> [Exercise requirements]: Every record here needs to be written out again exactly.

= = =

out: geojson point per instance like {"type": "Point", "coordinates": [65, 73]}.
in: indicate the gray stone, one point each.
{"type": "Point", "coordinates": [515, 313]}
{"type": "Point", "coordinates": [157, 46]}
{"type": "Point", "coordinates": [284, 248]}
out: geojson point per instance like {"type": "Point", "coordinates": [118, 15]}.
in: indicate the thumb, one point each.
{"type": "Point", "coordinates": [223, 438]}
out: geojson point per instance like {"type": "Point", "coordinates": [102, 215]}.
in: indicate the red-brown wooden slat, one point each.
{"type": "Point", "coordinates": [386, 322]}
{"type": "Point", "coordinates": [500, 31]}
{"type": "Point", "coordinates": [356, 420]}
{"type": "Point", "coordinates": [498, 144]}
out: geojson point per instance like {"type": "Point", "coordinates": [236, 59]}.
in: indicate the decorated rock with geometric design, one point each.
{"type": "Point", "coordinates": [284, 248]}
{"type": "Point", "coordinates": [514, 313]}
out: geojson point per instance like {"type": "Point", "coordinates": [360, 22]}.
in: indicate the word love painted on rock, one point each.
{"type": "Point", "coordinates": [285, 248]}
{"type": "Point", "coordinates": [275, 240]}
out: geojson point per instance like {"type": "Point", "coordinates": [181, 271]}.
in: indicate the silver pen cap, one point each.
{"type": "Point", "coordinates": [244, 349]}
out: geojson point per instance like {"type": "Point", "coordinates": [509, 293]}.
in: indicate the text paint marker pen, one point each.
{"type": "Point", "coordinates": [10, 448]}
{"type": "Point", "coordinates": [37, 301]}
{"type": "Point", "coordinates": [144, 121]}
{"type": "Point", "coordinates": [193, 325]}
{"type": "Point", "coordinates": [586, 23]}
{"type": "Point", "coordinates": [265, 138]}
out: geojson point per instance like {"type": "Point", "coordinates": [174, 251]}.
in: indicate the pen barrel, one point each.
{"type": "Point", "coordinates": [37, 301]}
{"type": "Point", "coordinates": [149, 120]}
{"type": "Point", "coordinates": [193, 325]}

= = =

> [Task answer]:
out: geojson point per instance like {"type": "Point", "coordinates": [65, 73]}.
in: indicate the gray stone, one point each.
{"type": "Point", "coordinates": [515, 313]}
{"type": "Point", "coordinates": [157, 46]}
{"type": "Point", "coordinates": [284, 248]}
out: geojson point per instance like {"type": "Point", "coordinates": [118, 15]}.
in: indicate the thumb, one point each.
{"type": "Point", "coordinates": [223, 438]}
out: geojson point per instance like {"type": "Point", "coordinates": [102, 215]}.
in: indicate the red-brown wooden slat, one point each.
{"type": "Point", "coordinates": [386, 322]}
{"type": "Point", "coordinates": [500, 31]}
{"type": "Point", "coordinates": [356, 420]}
{"type": "Point", "coordinates": [498, 144]}
out: geojson point per instance like {"type": "Point", "coordinates": [236, 59]}.
in: indicate the decorated rock with geometric design, one point each.
{"type": "Point", "coordinates": [284, 248]}
{"type": "Point", "coordinates": [514, 313]}
out: geojson point per instance like {"type": "Point", "coordinates": [360, 22]}.
in: indicate the word love painted on rock, one point each.
{"type": "Point", "coordinates": [285, 248]}
{"type": "Point", "coordinates": [275, 240]}
out: geojson point per instance like {"type": "Point", "coordinates": [181, 271]}.
in: indicate the silver pen cap, one point each.
{"type": "Point", "coordinates": [244, 349]}
out: geojson point per instance like {"type": "Point", "coordinates": [509, 293]}.
in: indicate the text paint marker pen, one point each.
{"type": "Point", "coordinates": [10, 448]}
{"type": "Point", "coordinates": [37, 301]}
{"type": "Point", "coordinates": [144, 121]}
{"type": "Point", "coordinates": [193, 325]}
{"type": "Point", "coordinates": [586, 23]}
{"type": "Point", "coordinates": [265, 138]}
out: geojson point per instance like {"type": "Point", "coordinates": [174, 251]}.
in: indicate the pen barrel, one point each.
{"type": "Point", "coordinates": [37, 301]}
{"type": "Point", "coordinates": [149, 120]}
{"type": "Point", "coordinates": [193, 325]}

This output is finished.